[Start of DOCUMENT SECTION]
The paper is organized as follows. We summarize the related literature in Section 2. We introduce the basic models to formulate consumer behavior under different scenarios in Section 3. Section 4 analyzes the optimal product greenness and pricing decisions without and with consumer heterogeneity. Section 5 examines the effects of consumer heterogeneity by numerical analysis. We conclude the paper in Section 6. All proofs are showed in the Appendix.

2. Literature Review

This paper investigates greenness efforts and pricing under horizontal competition with consumer heterogeneity. Therefore, this study is mainly related to two streams of research, namely green product development and green supply chain management.
Green product development has received substantial attention from governments and industries as a result of reducing the impact on the environment through product design and technology innovation [7]. To comply with government regulations, firms have adopted many strategies to deal with changes in reducing pollution. Life cycle assessment is an approach used to assess environmental impact and identify an environmental “hot spots” cycle during a product’s whole life cycle [8]. Taxonomy of eco-design is an effective way to integrate environmental requirements during the product design stage [9]. Other studied tools include Design for Environment, Quality Function Deployment, and Life Cycle Costing [10,11,12].
[End of DOCUMENT SECTION]
[Start of DATASET ROWS]
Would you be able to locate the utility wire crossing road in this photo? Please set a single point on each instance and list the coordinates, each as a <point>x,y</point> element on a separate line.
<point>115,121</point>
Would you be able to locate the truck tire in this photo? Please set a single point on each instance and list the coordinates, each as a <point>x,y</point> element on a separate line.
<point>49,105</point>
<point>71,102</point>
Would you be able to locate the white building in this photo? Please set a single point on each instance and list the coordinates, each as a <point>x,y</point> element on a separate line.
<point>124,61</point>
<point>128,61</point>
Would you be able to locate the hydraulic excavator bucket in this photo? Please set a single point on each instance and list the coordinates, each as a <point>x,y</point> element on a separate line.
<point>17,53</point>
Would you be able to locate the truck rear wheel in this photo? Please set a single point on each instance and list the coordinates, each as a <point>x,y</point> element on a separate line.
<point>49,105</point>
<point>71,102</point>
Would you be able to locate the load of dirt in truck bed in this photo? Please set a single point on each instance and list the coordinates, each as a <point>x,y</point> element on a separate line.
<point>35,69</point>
[End of DATASET ROWS]
WHAT IS NEEDED:
Continue the literature review on green product development and green supply chain management, starting right after its last sentence.

WRITTEN ANSWER:
Researchers have attempted to define green products [13,14]. The terminology has changed from green or eco to sustainable, which shows a broadening of the scope, but these terms are always used interchangeably [14]. In this paper, we adopt the definition of green product consistent with Albino et al. [14], i.e., a “green product” is referred to as a product designed to minimize its environmental impact during its whole life cycle. Different from those papers describing only the concepts of green products, the following scholars classify the nature of green products from the perspective of cost [15,16,17]. As summarized in Qian [17], products are divided into three classifications: development-intensive products (DIPs) with a variable fixed cost, marginal cost-intensive products (MIPs) with a variable unit cost, and marginal and development-intensive products (MDIPs) with variable fixed and unit costs. In this study, we focus on development-intensive green products (DIGPs). For DIGPs, the product’s greenness depends mainly on R&D efforts and equipment upgrade, but is less relevant to the variable unit cost, such as labor hours. Therefore, this study assumes that the cost function is a quadratic of greenness on the basis of Krishnan and Zhu [18].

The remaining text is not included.